■ **DATASET ROWS**:
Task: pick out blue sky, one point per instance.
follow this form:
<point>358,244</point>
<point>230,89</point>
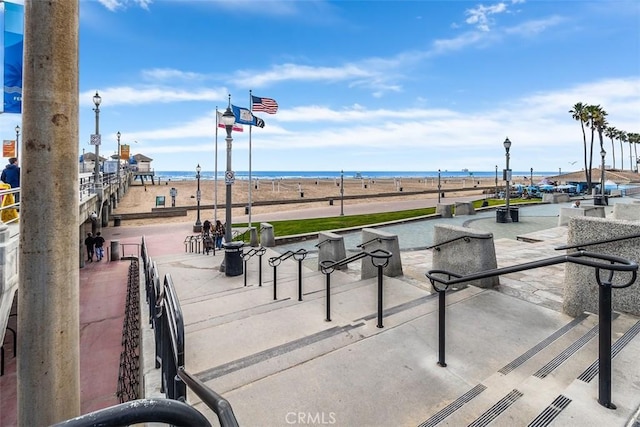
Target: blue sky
<point>361,85</point>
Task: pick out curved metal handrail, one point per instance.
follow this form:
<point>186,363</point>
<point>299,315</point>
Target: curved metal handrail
<point>467,238</point>
<point>167,411</point>
<point>598,242</point>
<point>615,264</point>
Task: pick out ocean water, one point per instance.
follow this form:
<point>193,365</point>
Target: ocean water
<point>271,175</point>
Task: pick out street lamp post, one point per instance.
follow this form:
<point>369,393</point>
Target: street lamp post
<point>507,176</point>
<point>197,227</point>
<point>232,265</point>
<point>118,170</point>
<point>342,193</point>
<point>95,139</point>
<point>17,141</point>
<point>439,186</point>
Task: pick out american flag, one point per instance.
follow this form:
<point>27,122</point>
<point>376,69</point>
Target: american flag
<point>266,105</point>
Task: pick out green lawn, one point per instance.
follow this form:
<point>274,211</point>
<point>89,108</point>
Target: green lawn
<point>314,225</point>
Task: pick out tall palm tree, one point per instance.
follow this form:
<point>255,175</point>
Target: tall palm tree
<point>579,113</point>
<point>610,132</point>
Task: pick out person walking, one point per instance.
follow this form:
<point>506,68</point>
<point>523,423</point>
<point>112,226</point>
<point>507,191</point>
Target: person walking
<point>99,245</point>
<point>11,175</point>
<point>89,242</point>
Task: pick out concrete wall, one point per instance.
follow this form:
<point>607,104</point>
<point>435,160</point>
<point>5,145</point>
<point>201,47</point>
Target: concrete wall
<point>580,286</point>
<point>331,248</point>
<point>386,241</point>
<point>465,256</point>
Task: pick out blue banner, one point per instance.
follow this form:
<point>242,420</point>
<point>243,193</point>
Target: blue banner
<point>13,44</point>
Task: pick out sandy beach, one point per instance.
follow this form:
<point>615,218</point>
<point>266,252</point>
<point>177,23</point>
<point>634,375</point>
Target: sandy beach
<point>142,198</point>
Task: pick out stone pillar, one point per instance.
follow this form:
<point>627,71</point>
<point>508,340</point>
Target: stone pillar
<point>48,304</point>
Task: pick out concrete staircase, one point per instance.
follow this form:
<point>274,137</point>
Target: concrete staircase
<point>279,362</point>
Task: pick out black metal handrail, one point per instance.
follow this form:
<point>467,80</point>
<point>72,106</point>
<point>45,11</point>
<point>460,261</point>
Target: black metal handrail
<point>274,262</point>
<point>378,239</point>
<point>598,242</point>
<point>247,255</point>
<point>611,264</point>
<point>466,238</point>
<point>379,258</point>
<point>166,411</point>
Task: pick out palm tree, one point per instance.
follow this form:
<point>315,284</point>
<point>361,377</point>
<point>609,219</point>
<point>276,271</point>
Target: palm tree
<point>579,113</point>
<point>610,132</point>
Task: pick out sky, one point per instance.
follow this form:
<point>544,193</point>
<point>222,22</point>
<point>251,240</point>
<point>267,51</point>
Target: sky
<point>361,85</point>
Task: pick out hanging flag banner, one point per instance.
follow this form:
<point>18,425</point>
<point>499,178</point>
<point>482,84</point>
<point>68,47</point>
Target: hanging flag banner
<point>13,48</point>
<point>245,117</point>
<point>236,126</point>
<point>8,148</point>
<point>124,152</point>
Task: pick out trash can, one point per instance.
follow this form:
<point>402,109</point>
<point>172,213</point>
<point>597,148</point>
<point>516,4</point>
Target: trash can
<point>515,215</point>
<point>501,215</point>
<point>233,258</point>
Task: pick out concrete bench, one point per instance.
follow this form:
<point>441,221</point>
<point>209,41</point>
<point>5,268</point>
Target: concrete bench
<point>465,208</point>
<point>627,211</point>
<point>567,213</point>
<point>331,248</point>
<point>376,239</point>
<point>580,287</point>
<point>267,237</point>
<point>445,210</point>
<point>464,255</point>
<point>555,198</point>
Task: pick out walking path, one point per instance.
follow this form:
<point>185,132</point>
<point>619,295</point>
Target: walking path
<point>345,367</point>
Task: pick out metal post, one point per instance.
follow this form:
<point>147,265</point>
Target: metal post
<point>197,227</point>
<point>439,185</point>
<point>17,141</point>
<point>442,305</point>
<point>342,193</point>
<point>604,347</point>
<point>507,146</point>
<point>380,293</point>
<point>95,139</point>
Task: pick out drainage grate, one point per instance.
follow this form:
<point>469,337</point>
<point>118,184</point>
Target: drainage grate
<point>567,353</point>
<point>542,345</point>
<point>497,409</point>
<point>453,406</point>
<point>591,372</point>
<point>551,412</point>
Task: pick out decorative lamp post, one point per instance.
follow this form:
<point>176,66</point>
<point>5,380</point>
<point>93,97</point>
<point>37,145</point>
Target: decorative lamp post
<point>197,227</point>
<point>602,154</point>
<point>118,170</point>
<point>439,186</point>
<point>17,141</point>
<point>232,265</point>
<point>95,140</point>
<point>342,193</point>
<point>507,176</point>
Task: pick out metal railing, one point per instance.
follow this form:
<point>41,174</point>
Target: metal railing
<point>246,256</point>
<point>379,258</point>
<point>274,262</point>
<point>600,262</point>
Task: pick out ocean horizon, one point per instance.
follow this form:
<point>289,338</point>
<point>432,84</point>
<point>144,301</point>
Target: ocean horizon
<point>271,175</point>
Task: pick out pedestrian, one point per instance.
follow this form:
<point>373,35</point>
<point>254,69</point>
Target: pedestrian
<point>219,232</point>
<point>89,243</point>
<point>99,243</point>
<point>11,175</point>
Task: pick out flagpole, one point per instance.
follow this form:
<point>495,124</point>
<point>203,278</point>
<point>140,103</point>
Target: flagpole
<point>215,177</point>
<point>250,181</point>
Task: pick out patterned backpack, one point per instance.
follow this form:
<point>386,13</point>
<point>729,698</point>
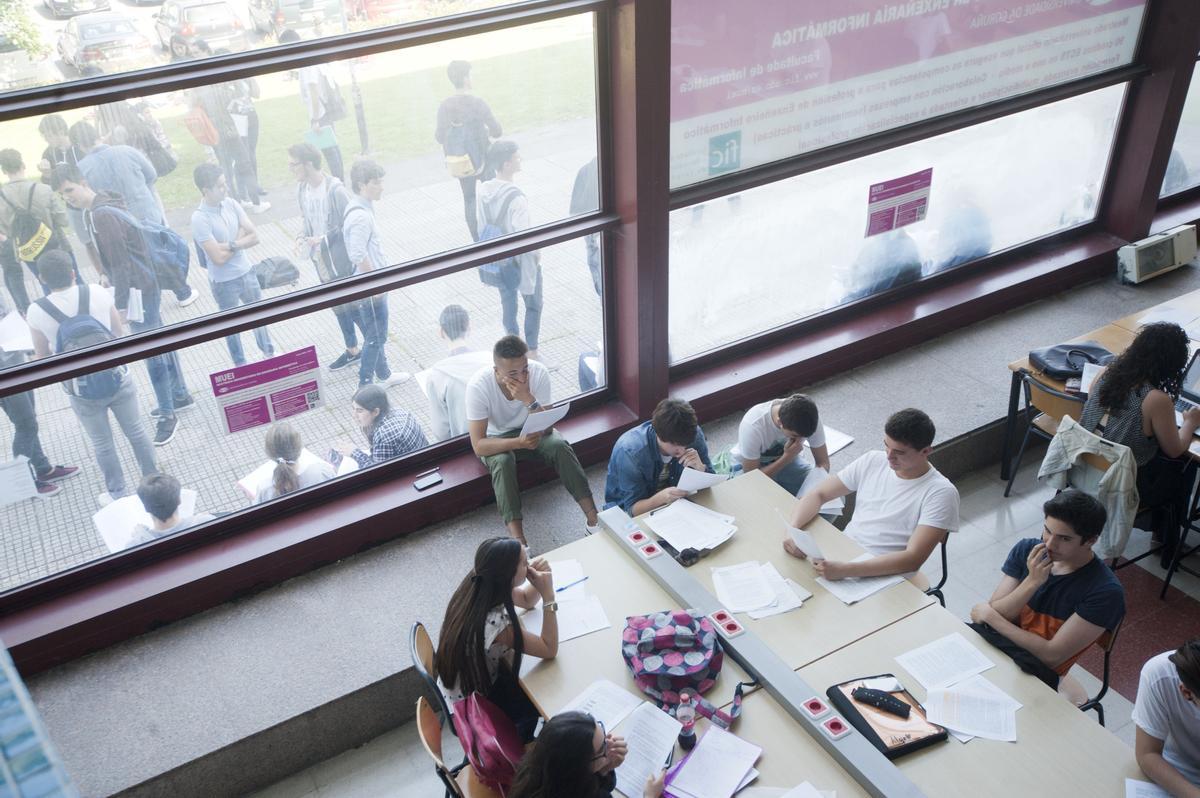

■ **YOUR OBJECTIVE**: Rewrite all of the records above as a JSON list of strings, with one string for each line and no entries for blank lines. Leave the pictures out of your answer.

■ **PROBLEM SOLUTION**:
[
  "Task: pick out blue sky, one point per instance.",
  "follow this form:",
  "<point>358,244</point>",
  "<point>230,89</point>",
  "Target: blue sky",
  "<point>361,85</point>",
  "Task: pick out curved metal handrail, one point per instance.",
  "follow this form:",
  "<point>186,363</point>",
  "<point>299,315</point>",
  "Target: curved metal handrail",
  "<point>467,238</point>",
  "<point>167,411</point>",
  "<point>598,242</point>",
  "<point>615,264</point>",
  "Task: pick out ocean water, one point per instance.",
  "follow this form:",
  "<point>193,365</point>",
  "Target: ocean water",
  "<point>271,175</point>",
  "Task: pick out street lamp post, one point per instance.",
  "follow this form:",
  "<point>369,393</point>",
  "Target: street lamp post",
  "<point>507,176</point>",
  "<point>197,227</point>",
  "<point>232,265</point>",
  "<point>118,170</point>",
  "<point>342,193</point>",
  "<point>95,139</point>",
  "<point>17,141</point>",
  "<point>439,186</point>",
  "Task: pick out american flag, one point per instance.",
  "follow this form:",
  "<point>27,122</point>",
  "<point>376,69</point>",
  "Target: american flag",
  "<point>266,105</point>",
  "Task: pick out green lawn, one point per instance.",
  "follow this form:",
  "<point>274,211</point>",
  "<point>89,108</point>",
  "Target: green lawn",
  "<point>314,225</point>",
  "Task: pick out tall palm tree, one point per instance.",
  "follow this form:",
  "<point>255,175</point>",
  "Target: tall palm tree",
  "<point>579,113</point>",
  "<point>610,132</point>",
  "Task: pick out person walking, one point per instance.",
  "follow this form:",
  "<point>506,68</point>",
  "<point>523,423</point>",
  "<point>112,226</point>",
  "<point>507,191</point>",
  "Target: person walking",
  "<point>99,245</point>",
  "<point>11,175</point>",
  "<point>89,242</point>",
  "Task: pick out concrete wall, one point per instance.",
  "follow this form:",
  "<point>607,104</point>",
  "<point>435,160</point>",
  "<point>5,145</point>",
  "<point>201,47</point>",
  "Target: concrete wall",
  "<point>580,286</point>",
  "<point>331,248</point>",
  "<point>386,241</point>",
  "<point>465,256</point>",
  "Task: pick out blue banner, one point per instance.",
  "follow this form:",
  "<point>242,420</point>",
  "<point>243,193</point>",
  "Target: blue banner",
  "<point>13,44</point>",
  "Task: pick out sandy beach, one point per instance.",
  "follow this form:",
  "<point>615,218</point>",
  "<point>266,252</point>",
  "<point>177,23</point>",
  "<point>634,375</point>",
  "Target: sandy beach",
  "<point>142,198</point>",
  "Task: pick out stone pillar, one point per instance.",
  "follow this form:",
  "<point>627,71</point>",
  "<point>508,340</point>",
  "Target: stone pillar",
  "<point>48,304</point>",
  "Task: pick out concrete staircase, one point per instance.",
  "follow this form:",
  "<point>274,137</point>",
  "Target: concrete staircase",
  "<point>279,362</point>",
  "Task: pick out black metal handrail, one point per instance.",
  "follow this form:",
  "<point>467,80</point>",
  "<point>72,106</point>",
  "<point>45,11</point>",
  "<point>460,261</point>",
  "Target: black metal handrail",
  "<point>274,262</point>",
  "<point>378,239</point>",
  "<point>598,242</point>",
  "<point>247,255</point>",
  "<point>611,264</point>",
  "<point>466,238</point>",
  "<point>379,258</point>",
  "<point>166,411</point>",
  "Task: pick out palm tree, one point per instance.",
  "follow this form:",
  "<point>315,284</point>",
  "<point>361,377</point>",
  "<point>609,219</point>",
  "<point>276,271</point>",
  "Target: palm tree",
  "<point>579,113</point>",
  "<point>610,132</point>",
  "Task: pick out sky, one point per instance.",
  "follow this form:",
  "<point>544,193</point>",
  "<point>222,22</point>",
  "<point>251,240</point>",
  "<point>267,51</point>",
  "Target: sky",
  "<point>361,85</point>",
  "Task: pick out hanging flag banner, one point per instance.",
  "follow this form:",
  "<point>18,425</point>",
  "<point>499,178</point>",
  "<point>482,84</point>",
  "<point>68,47</point>",
  "Target: hanging flag banner",
  "<point>13,48</point>",
  "<point>245,117</point>",
  "<point>236,126</point>",
  "<point>8,148</point>",
  "<point>124,152</point>",
  "Task: pick out trash can, one point per instance.",
  "follow this form:",
  "<point>402,109</point>",
  "<point>172,213</point>",
  "<point>597,148</point>",
  "<point>516,4</point>",
  "Target: trash can",
  "<point>515,215</point>",
  "<point>501,215</point>",
  "<point>233,258</point>",
  "Task: pick out concrete bench, one point per instance.",
  "follow this form:",
  "<point>441,221</point>",
  "<point>209,41</point>",
  "<point>5,268</point>",
  "Target: concrete bench",
  "<point>465,208</point>",
  "<point>627,211</point>",
  "<point>567,213</point>",
  "<point>331,248</point>",
  "<point>376,239</point>",
  "<point>580,287</point>",
  "<point>267,237</point>",
  "<point>445,210</point>",
  "<point>464,255</point>",
  "<point>555,198</point>",
  "Task: pick out walking path, one point per instance.",
  "follow this form:",
  "<point>185,132</point>",
  "<point>619,295</point>",
  "Target: walking path",
  "<point>345,367</point>",
  "Task: pick out metal post, one point per instance.",
  "follow this form:",
  "<point>147,265</point>",
  "Target: metal post",
  "<point>197,227</point>",
  "<point>439,185</point>",
  "<point>17,141</point>",
  "<point>442,305</point>",
  "<point>342,193</point>",
  "<point>604,347</point>",
  "<point>507,146</point>",
  "<point>380,293</point>",
  "<point>95,139</point>",
  "Task: pick out drainage grate, one point per instance.",
  "follow this form:",
  "<point>469,337</point>",
  "<point>118,184</point>",
  "Target: drainage grate",
  "<point>567,353</point>",
  "<point>542,345</point>",
  "<point>497,409</point>",
  "<point>453,406</point>",
  "<point>591,372</point>",
  "<point>551,412</point>",
  "Task: pick out decorative lamp post, one point per instance.",
  "follow this form:",
  "<point>176,66</point>",
  "<point>5,380</point>",
  "<point>93,97</point>",
  "<point>37,145</point>",
  "Target: decorative lamp post",
  "<point>197,227</point>",
  "<point>602,154</point>",
  "<point>118,170</point>",
  "<point>439,186</point>",
  "<point>17,141</point>",
  "<point>232,265</point>",
  "<point>95,140</point>",
  "<point>342,193</point>",
  "<point>507,176</point>",
  "Task: pick out metal railing, one point per instance.",
  "follow this form:",
  "<point>41,174</point>",
  "Target: metal railing",
  "<point>246,256</point>",
  "<point>379,258</point>",
  "<point>274,262</point>",
  "<point>600,262</point>",
  "Task: pick out ocean horizon, one point per instance.",
  "follow this form:",
  "<point>289,338</point>",
  "<point>432,84</point>",
  "<point>144,301</point>",
  "Target: ocean horizon",
  "<point>271,175</point>",
  "Task: pick out pedestrian, one point per instance.",
  "follow this form:",
  "<point>373,35</point>",
  "<point>254,69</point>",
  "Target: pedestrian",
  "<point>219,232</point>",
  "<point>89,243</point>",
  "<point>99,243</point>",
  "<point>11,175</point>",
  "Task: pick out flagpole, one point per instance.",
  "follow this form:",
  "<point>495,124</point>",
  "<point>203,278</point>",
  "<point>140,103</point>",
  "Target: flagpole",
  "<point>215,177</point>",
  "<point>250,181</point>",
  "Task: pick out patterned backpack, one point per instance.",
  "follow this form:",
  "<point>386,13</point>",
  "<point>729,698</point>"
]